◆ Try it
Would you please copy each line of the listing that mentions "vegetation"?

◆ Given entries
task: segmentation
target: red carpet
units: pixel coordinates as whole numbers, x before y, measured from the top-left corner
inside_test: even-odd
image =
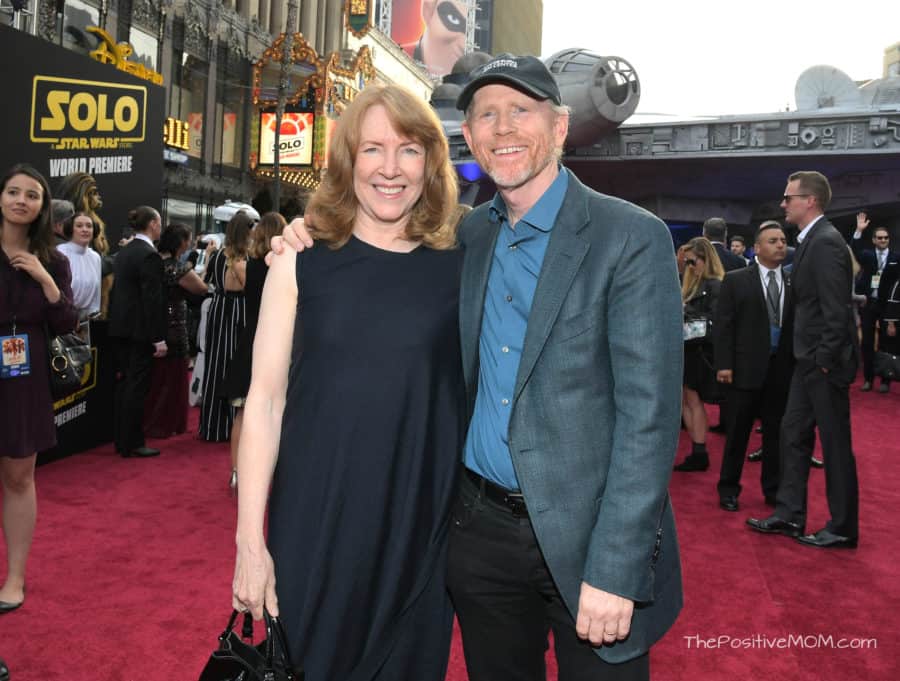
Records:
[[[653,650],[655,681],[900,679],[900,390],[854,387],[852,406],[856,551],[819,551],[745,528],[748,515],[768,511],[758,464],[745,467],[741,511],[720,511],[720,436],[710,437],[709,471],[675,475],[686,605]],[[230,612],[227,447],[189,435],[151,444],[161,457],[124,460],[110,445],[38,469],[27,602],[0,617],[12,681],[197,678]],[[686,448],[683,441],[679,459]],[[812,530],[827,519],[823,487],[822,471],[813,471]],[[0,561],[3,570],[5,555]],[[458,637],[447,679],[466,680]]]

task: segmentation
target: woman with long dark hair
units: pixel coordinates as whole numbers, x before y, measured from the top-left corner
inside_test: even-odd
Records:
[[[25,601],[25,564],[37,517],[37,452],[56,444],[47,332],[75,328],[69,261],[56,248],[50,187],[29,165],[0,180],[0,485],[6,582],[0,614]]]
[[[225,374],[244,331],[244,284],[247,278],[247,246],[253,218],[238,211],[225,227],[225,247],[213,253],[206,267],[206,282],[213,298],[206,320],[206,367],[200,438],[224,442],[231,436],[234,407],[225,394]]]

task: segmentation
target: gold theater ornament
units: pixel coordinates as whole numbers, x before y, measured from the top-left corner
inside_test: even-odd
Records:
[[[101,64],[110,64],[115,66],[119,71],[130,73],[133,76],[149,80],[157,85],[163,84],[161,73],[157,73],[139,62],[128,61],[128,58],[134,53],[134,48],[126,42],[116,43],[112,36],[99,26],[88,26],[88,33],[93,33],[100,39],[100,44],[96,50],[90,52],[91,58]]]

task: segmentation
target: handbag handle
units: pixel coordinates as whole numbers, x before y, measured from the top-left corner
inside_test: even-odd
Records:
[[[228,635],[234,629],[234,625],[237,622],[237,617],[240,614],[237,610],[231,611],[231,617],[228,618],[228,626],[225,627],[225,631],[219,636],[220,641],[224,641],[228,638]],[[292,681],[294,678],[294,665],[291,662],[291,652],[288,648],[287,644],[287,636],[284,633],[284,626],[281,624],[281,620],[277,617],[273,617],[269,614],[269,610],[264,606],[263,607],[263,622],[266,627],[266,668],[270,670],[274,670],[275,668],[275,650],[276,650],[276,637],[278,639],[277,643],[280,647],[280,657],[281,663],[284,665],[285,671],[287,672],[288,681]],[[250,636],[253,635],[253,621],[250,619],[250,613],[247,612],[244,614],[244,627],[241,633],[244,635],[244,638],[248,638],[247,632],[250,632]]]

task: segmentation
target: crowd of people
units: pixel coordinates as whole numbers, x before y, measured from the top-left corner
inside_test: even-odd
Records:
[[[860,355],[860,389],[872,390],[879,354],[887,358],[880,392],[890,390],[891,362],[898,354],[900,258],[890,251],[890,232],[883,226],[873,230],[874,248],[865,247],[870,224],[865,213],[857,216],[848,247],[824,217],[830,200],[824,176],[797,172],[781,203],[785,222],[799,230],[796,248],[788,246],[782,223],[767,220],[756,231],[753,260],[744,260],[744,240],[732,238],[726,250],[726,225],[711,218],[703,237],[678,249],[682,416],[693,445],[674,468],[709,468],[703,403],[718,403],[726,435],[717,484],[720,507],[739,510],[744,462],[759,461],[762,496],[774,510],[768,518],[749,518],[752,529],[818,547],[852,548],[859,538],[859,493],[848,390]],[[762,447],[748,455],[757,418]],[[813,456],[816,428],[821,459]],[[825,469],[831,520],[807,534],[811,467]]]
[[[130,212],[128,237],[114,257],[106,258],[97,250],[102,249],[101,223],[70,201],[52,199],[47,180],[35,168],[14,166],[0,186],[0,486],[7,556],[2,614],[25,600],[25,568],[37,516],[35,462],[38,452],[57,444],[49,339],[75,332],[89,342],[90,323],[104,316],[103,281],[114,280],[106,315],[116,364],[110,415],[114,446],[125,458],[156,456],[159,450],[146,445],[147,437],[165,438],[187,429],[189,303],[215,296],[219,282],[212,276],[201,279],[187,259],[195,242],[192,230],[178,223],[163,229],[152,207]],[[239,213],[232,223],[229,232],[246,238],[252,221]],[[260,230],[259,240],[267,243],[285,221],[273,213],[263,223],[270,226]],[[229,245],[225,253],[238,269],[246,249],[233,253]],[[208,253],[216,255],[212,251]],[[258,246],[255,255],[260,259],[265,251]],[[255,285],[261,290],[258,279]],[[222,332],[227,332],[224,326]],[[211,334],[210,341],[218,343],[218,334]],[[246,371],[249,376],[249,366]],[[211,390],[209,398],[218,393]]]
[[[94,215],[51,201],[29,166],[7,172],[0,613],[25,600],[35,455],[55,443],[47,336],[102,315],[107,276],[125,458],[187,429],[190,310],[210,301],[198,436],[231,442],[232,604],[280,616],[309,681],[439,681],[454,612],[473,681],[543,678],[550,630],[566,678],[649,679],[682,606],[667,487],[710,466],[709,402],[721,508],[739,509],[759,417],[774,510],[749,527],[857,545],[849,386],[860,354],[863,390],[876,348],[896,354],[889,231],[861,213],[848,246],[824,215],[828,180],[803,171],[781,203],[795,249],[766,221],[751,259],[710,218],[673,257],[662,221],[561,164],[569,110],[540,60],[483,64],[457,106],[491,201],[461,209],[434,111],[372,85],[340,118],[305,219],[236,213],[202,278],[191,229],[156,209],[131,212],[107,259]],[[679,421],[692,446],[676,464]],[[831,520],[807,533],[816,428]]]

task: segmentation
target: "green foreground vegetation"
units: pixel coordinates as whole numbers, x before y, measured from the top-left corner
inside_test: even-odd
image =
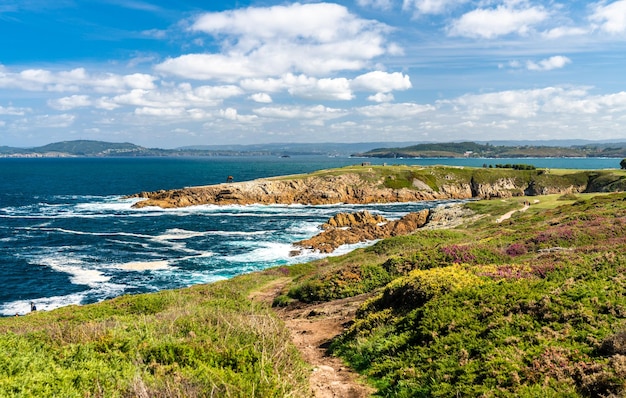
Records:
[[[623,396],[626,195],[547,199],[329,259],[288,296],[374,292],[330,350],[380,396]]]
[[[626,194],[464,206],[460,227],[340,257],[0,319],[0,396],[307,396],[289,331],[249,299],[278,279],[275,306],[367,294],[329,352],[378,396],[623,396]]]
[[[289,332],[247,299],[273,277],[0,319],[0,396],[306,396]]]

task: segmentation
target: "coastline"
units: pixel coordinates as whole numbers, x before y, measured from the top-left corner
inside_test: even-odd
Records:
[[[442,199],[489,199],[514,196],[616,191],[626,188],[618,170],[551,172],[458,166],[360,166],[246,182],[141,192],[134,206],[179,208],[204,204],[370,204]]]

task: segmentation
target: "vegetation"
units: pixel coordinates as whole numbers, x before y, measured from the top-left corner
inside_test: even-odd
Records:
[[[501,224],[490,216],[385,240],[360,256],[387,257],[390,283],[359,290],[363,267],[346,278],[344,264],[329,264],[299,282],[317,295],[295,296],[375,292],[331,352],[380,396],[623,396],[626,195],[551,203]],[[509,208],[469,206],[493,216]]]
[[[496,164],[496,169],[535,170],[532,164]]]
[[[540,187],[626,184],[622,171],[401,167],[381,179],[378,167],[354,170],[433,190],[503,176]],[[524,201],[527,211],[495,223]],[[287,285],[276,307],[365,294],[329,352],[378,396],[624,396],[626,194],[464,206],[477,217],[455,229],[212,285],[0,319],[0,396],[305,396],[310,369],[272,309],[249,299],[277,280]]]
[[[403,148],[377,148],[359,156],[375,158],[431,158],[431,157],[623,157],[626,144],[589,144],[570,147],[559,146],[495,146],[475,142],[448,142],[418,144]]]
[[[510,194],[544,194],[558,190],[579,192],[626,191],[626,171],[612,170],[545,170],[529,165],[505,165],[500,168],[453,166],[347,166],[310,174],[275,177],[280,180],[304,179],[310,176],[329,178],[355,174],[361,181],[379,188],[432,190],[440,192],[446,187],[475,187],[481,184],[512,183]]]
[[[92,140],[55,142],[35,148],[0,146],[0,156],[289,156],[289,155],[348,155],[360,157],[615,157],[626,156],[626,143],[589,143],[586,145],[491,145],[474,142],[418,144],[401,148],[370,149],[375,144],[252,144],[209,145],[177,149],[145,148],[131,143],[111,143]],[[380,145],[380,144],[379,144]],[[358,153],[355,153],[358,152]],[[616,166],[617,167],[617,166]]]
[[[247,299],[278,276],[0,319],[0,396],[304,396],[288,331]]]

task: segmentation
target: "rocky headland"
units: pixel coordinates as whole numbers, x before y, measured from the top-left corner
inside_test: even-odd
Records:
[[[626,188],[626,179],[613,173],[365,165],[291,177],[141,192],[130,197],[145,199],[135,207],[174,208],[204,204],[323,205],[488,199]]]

◆ Written response
target: "green foreground vegetation"
target: "vegetation"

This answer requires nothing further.